This summer I worked really hard, I tried as hard as I could to make enough to go to one event, one very special time that I promised I would be at, but that beast poverty well it knew better, so even though I worked hard and I got as far as buying the ticket, I had to admit to myself on Friday that I would not be there......although those around me wanted to keep up hope for me it was time to say ok well there is next year, as disappointing as it is to know I won't be able to make it there, I feel a slight bit of victory in that at least this year I got one step closer I actually got a ticket! it may seem silly but that is how I cope with it all, I claim the small victories so that the big black hole of poverty won't suck my heart in again........I bend my wire, I create and I keep going clawing my way up that bucket, only thing I won't do is push others back into the bottom.....guess my way out could have been quicker if I wasn't trying pull others out with me, but hell then I wouldn't be me....I take gratitude for the little things in life, they make up a much greater and important whole for me now more than ever.

- Extracted data -

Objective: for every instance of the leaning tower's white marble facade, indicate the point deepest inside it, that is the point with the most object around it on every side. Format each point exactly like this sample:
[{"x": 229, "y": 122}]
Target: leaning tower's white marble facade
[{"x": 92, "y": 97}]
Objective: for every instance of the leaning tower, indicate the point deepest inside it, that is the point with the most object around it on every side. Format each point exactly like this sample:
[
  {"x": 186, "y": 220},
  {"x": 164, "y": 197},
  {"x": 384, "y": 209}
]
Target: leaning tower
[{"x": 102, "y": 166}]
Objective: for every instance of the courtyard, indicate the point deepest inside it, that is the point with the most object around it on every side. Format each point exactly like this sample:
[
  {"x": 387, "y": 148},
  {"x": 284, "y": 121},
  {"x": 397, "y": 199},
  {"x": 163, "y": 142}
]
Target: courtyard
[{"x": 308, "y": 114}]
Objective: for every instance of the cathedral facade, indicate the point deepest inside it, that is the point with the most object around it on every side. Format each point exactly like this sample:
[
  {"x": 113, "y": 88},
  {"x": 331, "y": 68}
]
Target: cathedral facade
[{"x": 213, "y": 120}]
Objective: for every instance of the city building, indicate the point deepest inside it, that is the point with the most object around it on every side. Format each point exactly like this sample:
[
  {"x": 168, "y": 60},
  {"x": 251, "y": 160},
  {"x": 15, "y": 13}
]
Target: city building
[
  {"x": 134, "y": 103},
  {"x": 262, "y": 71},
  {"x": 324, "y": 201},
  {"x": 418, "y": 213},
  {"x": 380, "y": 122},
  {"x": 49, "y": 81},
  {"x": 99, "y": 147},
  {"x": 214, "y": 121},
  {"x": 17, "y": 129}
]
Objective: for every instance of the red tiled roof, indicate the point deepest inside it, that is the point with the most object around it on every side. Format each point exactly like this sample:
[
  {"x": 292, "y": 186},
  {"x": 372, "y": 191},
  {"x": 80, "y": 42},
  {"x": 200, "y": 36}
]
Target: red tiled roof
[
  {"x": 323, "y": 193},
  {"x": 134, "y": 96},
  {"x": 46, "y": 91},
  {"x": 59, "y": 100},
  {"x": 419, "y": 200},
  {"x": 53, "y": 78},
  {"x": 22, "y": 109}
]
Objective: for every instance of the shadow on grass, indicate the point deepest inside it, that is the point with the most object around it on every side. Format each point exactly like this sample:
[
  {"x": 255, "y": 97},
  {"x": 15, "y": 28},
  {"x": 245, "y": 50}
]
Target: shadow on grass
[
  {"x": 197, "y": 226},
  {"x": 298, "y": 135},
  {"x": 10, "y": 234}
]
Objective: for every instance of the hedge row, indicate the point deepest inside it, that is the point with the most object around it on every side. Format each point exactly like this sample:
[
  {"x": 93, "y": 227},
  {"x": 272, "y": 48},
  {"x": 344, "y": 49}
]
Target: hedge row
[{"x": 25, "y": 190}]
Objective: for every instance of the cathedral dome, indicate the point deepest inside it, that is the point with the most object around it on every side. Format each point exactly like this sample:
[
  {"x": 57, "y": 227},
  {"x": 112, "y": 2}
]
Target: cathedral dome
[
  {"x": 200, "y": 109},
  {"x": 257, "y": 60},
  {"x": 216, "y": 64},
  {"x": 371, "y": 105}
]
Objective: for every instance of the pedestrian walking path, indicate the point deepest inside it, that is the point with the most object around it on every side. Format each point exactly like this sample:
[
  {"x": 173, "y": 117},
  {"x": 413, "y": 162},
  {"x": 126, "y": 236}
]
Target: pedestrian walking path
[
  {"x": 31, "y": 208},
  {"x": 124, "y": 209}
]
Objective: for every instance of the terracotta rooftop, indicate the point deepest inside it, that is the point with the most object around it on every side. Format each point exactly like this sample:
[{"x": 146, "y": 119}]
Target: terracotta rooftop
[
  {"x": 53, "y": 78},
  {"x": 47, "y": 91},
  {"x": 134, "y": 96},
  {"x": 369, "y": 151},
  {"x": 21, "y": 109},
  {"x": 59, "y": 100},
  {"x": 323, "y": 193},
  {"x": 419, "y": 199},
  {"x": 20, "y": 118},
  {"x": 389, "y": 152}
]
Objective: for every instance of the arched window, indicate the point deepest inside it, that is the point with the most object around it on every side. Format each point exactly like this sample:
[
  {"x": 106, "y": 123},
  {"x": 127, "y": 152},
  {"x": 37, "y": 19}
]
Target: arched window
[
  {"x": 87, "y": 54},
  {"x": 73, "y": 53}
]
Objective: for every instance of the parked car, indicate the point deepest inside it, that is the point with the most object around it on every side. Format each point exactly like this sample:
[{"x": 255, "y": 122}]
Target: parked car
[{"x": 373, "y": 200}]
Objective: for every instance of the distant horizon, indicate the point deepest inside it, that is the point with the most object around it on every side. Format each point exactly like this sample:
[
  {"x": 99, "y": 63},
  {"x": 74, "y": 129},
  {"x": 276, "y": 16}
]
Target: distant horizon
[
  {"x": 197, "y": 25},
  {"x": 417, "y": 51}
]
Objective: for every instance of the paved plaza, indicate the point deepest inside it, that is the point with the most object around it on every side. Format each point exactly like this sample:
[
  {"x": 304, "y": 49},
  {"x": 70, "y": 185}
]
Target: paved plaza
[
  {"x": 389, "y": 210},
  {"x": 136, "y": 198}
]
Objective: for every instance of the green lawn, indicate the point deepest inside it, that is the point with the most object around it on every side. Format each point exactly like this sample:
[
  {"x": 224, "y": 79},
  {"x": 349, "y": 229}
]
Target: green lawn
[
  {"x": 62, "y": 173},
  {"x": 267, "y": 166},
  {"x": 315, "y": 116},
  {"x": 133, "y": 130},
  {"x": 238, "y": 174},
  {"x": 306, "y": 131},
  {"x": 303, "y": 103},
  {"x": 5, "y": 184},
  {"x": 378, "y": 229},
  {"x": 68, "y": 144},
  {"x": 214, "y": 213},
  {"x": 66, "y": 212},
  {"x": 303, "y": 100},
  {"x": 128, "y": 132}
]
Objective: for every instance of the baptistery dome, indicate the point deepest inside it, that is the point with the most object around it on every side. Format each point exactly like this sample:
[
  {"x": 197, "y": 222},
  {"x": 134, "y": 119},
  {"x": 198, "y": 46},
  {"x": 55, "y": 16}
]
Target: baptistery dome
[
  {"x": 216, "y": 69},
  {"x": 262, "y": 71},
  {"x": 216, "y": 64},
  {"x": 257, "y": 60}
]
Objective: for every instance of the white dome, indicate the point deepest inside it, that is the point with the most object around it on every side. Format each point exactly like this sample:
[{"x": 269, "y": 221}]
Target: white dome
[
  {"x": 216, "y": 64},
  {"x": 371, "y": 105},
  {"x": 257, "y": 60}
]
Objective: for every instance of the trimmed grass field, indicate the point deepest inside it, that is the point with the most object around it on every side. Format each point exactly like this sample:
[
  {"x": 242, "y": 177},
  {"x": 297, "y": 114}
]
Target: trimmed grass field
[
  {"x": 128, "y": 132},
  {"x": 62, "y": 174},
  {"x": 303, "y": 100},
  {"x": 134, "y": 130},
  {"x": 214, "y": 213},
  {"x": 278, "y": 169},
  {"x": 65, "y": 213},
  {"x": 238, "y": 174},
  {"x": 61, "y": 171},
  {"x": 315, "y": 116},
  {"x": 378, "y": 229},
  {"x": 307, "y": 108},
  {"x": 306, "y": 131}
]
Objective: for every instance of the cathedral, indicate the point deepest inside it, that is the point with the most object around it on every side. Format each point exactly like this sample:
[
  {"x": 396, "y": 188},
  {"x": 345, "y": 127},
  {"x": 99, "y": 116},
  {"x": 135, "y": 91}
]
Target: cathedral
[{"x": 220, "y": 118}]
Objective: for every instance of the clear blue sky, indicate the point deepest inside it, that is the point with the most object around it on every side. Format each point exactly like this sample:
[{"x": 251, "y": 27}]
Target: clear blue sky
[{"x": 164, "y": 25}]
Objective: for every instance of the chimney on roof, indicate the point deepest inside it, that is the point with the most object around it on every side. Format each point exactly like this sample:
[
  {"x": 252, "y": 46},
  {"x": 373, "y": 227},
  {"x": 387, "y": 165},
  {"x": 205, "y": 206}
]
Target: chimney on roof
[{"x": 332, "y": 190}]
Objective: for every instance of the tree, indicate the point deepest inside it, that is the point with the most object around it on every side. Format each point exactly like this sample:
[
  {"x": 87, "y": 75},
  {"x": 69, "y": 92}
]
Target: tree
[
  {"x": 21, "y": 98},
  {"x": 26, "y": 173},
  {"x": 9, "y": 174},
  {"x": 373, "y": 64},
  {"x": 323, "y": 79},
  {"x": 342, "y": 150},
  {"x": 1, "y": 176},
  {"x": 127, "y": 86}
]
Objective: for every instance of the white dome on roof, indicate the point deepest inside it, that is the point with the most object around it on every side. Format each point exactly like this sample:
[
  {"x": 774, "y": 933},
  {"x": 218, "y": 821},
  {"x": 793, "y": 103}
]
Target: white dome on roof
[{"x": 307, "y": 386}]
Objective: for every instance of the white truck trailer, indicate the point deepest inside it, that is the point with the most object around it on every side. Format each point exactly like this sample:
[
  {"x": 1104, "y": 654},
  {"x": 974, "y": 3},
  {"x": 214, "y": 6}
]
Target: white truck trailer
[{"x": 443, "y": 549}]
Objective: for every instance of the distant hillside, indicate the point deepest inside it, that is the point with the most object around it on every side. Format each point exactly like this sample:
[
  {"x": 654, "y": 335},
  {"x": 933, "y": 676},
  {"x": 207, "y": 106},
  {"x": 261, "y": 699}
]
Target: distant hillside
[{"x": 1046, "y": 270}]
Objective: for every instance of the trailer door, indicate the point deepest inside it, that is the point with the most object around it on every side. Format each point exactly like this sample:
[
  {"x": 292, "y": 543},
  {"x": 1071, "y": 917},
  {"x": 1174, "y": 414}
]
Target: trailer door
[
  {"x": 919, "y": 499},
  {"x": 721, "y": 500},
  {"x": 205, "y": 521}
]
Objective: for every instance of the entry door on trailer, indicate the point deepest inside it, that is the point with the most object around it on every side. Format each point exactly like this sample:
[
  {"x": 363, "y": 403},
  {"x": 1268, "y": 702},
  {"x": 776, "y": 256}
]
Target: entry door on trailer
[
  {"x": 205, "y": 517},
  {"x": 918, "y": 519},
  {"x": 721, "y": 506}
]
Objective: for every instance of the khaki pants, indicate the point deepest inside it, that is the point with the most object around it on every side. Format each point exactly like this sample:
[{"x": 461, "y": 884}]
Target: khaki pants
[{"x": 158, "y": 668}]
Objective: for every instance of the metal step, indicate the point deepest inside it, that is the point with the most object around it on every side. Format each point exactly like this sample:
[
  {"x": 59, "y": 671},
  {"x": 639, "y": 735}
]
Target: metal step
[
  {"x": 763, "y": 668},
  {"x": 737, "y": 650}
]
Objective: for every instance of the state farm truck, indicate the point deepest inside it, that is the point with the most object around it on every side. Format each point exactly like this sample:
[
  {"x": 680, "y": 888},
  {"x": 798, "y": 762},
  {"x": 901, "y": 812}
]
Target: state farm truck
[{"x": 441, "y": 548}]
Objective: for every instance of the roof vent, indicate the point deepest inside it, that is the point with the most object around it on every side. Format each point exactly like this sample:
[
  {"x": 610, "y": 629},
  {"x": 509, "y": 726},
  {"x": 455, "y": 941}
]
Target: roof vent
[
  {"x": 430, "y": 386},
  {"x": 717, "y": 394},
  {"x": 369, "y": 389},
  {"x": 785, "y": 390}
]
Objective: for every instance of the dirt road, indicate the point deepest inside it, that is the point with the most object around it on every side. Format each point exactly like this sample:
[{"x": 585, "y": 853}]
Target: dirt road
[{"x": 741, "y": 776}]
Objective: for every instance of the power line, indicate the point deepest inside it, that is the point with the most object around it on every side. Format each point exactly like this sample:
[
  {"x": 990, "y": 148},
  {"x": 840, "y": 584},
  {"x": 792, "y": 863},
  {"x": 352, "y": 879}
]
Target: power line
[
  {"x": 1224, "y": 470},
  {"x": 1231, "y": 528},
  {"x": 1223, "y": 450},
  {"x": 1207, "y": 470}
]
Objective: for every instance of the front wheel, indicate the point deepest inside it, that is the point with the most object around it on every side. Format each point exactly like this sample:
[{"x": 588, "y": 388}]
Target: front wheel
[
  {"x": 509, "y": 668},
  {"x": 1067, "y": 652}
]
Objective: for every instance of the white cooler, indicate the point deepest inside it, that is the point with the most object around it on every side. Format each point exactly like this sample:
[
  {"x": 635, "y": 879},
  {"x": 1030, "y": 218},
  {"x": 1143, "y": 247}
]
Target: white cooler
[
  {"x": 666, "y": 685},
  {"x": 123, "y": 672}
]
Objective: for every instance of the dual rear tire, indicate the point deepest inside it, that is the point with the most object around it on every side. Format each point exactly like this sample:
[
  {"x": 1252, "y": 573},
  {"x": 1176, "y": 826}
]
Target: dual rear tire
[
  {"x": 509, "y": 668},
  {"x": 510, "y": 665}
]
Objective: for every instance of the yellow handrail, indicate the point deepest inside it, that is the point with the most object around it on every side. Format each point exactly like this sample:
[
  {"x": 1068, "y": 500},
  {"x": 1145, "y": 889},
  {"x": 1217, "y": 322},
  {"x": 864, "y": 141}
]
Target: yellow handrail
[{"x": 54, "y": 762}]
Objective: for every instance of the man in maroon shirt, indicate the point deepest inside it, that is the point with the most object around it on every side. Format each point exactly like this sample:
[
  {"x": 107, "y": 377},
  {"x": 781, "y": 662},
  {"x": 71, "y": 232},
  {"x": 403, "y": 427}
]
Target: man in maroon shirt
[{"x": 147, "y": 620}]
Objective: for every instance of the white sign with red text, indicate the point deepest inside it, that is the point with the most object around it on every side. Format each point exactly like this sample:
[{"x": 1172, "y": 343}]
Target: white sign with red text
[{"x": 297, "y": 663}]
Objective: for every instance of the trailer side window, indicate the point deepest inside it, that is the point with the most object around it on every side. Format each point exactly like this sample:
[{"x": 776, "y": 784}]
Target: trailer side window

- Assignment 1 -
Answer these questions from the passage about missing an event because of poverty:
(a) How far did the writer get toward attending the event?
(b) On what day did the writer admit to not being able to go?
(c) While clawing up the bucket, what is the one thing the writer will not do?
- Assignment 2 -
Carry on the passage about missing an event because of poverty, picking up after its final sentence.

- Response box 1 -
(a) The writer got as far as buying the ticket.
(b) Friday.
(c) Push others back into the bottom.

- Response box 2 -
Let me finish off this very difficult post with a little bit of how I handle the disappointments, the moments of poverty that are just so overwhelming I think of the simple things that are just so beautiful......the moment my husband surprised me with a light bulb that had been taken apart so I could make my own witch's ball, the fact that I left him to do the grocery shopping while I finished something came back and realized he had bought olives, so simple right? not really he hates them, we usually can't afford them either but he wanted something nice for me that I love so he got them, when I looked at the little tub I must have looked confused, he asked me what he did wrong lol! I said well there is no black olives? he answered me with well yes I have never seen you eat them so I figured you didn't like them......I just smiled, he gets me, he knows, even something he doesn't even care for or can stand the smell of but yet he knows I don't like the black ones......later on Friday I sat quietly in the living room wrapping my wire, creating pieces for old friends listening to him and the 3 kids in the kitchen, he was making omelets for dinner for each of us, the chatter was lighthearted and loving, there were giggles and jokes and cries of MOM! Dad is bugging me accompanied by uncontrollable laughter......so tell me why do I need to go anywhere to have a life? I think even in poverty we have a pretty damn good one and who knows maybe someday Madonna will come calling for that special piece of wire wrapped jewelry and this crab will finally fly out of the bucket pulling everyone that was in there with her out too! lol! dreams! an old friend used to tell the hubby and I all the time, what's the point of dreams if you don't dream big?
So! Dream big! love large! be kind! and try to understand and not judge, nothing is as simple as it seems, remember to add the humanity back into your life, and the lives of others when you can, the rewards are plentiful even if they are not quantitative they are qualitative.